■ Textauszug:
+++

Als die Beklagte von dem Einsatz der SIM-Karten in den GSM-Wandlern Kenntnis erlangt hatte, deaktivierte die Beklagte die Mobilfunkkarten. Die Klägerin erwirkte daraufhin die (erneute) Freischaltung der Mobilfunkkarten aufgrund einer einstweiligen Verfügung des Landgerichts B. vom 16. 12. 2003. Die reaktivierten SIM-Karten sind bis heute freigeschaltet.

Die Beklagte hat die mit der Klägerin über die Überlassung der Karten geschlossenen Verträge unter dem 16. 2. 2004 mit Frist zum 30.3. 2004 gekündigt.

Die damalige Regulierungsbehörde für Telekommunikation und Post hat durch die Mitteilung Nr. 204/2004 (Anlage B 51) vom 30.06.2004 bekannt gegeben, dass sie in dem Einsatz von SIM-Boxen/GSM-Gateways zur Realisierung von Zusammenschaltungen mit Mobilfunknetzen eine nicht widmungsgemäße Nutzung von Mobilfunkfrequenzen sieht. Wörtlich heißt es:

"Der Einsatz von SIM-Boxen / GSM-Gateways zur Realisierung von Zusammenschaltungen mit Mobilfunknetzen stellt eine nicht widmungsgemäße Nutzung von Mobilfunkfrequenzen dar. Die zum Zwecke des Betriebs von Mobilfunknetzen zugeteilten Frequenzen sind dazu bestimmt, hierüber Mobilfunkdienstleistungen anzubieten. Die Frequenzen sind zur Nutzung für die mobile Kommunikation zwischen Endteilnehmern und Basisstationen zugeteilt (mobile Teilnehmeranschlußleitung). Die Realisierung von Netzzusammenschaltungen über Mobilfunkfrequenzen ist mit dem Widmungszweck dieser Frequenzen nicht vereinbar."

+++

■ Vorliegende Zeilen:
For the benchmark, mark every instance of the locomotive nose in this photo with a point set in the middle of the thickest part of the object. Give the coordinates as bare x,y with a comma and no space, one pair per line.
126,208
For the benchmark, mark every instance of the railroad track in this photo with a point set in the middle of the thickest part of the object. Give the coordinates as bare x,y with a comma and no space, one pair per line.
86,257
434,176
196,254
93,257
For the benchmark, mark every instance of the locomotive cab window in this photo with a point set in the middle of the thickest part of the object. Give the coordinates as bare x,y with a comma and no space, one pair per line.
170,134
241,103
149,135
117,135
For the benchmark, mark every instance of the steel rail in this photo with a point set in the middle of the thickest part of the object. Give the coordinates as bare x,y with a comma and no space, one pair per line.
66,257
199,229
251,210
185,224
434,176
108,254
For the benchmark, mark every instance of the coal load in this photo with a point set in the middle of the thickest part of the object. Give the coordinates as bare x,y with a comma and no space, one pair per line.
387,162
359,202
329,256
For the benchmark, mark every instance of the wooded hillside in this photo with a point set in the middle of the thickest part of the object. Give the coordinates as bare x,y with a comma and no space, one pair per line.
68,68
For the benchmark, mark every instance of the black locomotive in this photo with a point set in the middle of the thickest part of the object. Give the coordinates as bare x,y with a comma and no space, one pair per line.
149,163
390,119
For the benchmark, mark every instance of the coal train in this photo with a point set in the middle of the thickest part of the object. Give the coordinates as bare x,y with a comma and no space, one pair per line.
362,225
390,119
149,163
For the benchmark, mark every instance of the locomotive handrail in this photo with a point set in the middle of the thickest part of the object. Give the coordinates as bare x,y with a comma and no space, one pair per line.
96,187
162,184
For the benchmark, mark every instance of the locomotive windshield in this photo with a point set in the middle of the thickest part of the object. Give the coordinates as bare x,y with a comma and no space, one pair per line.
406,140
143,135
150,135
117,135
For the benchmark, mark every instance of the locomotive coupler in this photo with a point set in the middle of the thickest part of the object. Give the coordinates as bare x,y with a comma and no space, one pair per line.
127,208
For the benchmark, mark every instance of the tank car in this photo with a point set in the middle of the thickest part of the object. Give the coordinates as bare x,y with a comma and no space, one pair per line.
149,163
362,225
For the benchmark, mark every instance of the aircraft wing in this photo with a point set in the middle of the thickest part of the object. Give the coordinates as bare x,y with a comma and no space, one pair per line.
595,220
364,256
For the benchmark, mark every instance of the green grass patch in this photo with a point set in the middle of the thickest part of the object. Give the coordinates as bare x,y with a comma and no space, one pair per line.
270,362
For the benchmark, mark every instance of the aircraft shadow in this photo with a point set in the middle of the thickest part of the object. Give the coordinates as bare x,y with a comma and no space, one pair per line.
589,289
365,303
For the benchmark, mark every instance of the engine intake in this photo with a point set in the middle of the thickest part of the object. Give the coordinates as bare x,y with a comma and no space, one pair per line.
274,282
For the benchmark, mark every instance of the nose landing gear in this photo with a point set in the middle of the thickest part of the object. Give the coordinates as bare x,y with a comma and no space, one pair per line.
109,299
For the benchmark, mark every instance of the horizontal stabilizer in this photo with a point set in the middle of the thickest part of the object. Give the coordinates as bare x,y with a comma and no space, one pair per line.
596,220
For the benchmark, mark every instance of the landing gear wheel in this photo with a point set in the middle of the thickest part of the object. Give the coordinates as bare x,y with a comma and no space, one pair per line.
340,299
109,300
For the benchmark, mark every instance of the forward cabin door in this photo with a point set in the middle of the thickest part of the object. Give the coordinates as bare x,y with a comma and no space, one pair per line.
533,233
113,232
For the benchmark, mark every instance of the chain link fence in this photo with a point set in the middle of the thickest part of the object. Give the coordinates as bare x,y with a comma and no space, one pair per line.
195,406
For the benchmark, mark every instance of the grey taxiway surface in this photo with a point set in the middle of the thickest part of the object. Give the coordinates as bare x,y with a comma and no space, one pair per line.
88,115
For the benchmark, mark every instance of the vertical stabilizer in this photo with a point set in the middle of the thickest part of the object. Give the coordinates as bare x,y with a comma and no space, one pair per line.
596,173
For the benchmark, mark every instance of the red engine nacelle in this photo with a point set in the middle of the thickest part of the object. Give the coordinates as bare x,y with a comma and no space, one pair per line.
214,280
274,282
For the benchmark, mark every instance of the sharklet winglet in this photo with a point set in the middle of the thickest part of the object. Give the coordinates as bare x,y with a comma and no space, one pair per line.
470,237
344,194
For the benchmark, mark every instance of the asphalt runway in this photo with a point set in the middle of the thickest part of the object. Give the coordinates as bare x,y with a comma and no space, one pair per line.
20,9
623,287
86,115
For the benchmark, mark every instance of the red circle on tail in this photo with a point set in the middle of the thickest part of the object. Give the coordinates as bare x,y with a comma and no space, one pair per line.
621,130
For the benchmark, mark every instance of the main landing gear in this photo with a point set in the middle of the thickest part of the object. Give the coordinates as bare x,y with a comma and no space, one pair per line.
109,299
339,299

+++

■ Details zur Aufgabe:
Schreibe den Textauszug zum Streit um die SIM-Karten in den GSM-Wandlern im Anschluss an das Zitat der Regulierungsbehörde weiter. Die Zeilen stammen aus einer anderen Quelle als der Textauszug.

■ Ausgabe folgt:
Die Klägerin hat behauptet, dass die Beklagte von Anfang an Kenntnis von dem geplanten Einsatz der SIM-Karten in dem GSM-Wandlern gehabt habe. Denn ihr Geschäftsführer H. habe Ende Oktober/Anfang November 2003 dem Geschäftsführer der P. & C. GmbH, Herrn H., bei den Vertragsverhandlungen ihr Geschäftsmodell dargelegt und insbesondere den Verwendungszweck der Karten und deren Einsatz in GSM-Wandlern ausführlich erläutert. Herr H. habe keine Bedenken geäußert. Den Aufträgen hätten die AGB der Beklagten von November 2002 zugrunde gelegen. Die Klägerin hat weiter behauptet, durch die Deaktivierung sei ihr ein erheblicher Schaden entstanden. Sie hat die Auffassung vertreten, dass der Einsatz der Karten in den GSM-Wandlern vertraglich zulässig und üblich gewesen sei. Die Beklagte verhalte sich zudem rechtsmissbräuchlich, weil diese einem ihrer Konkurrenten (G.) die streitgegenständliche Nutzung der Karten zugestanden habe. Zudem stehe der Beklagten kein ordentliches Kündigungsrecht zu.

Die Klägerin hat die folgenden Anträge gestellt:

1. Der Beklagten wird es bei Meidung eines für jeden Fall der Zuwiderhandlung vom Gericht festzusetzenden Ordnungsgeldes von bis zu 250.000,- Euro, ersatzweise Ordnungshaft bis zu sechs Monaten, im Wiederholungsfall Ordnungshaft bis zu zwei Jahren, wobei die Ordnungshaft an den jeweiligen Vertretern der Beklagten zu vollziehen ist, aufgegeben, die von ihr der Klägerin überlassenen und zeitweise gesperrten 179 T-D. . Mobilfunkkarten, deren Rufnummern sich aus der dem Antrag beigefügtem Anlage K 9 ergeben, (wieder) zu aktivieren und der Klägerin auf diese Art und Weise die Nutzung der überlassenen Mobilfunkkarten zu ermöglichen.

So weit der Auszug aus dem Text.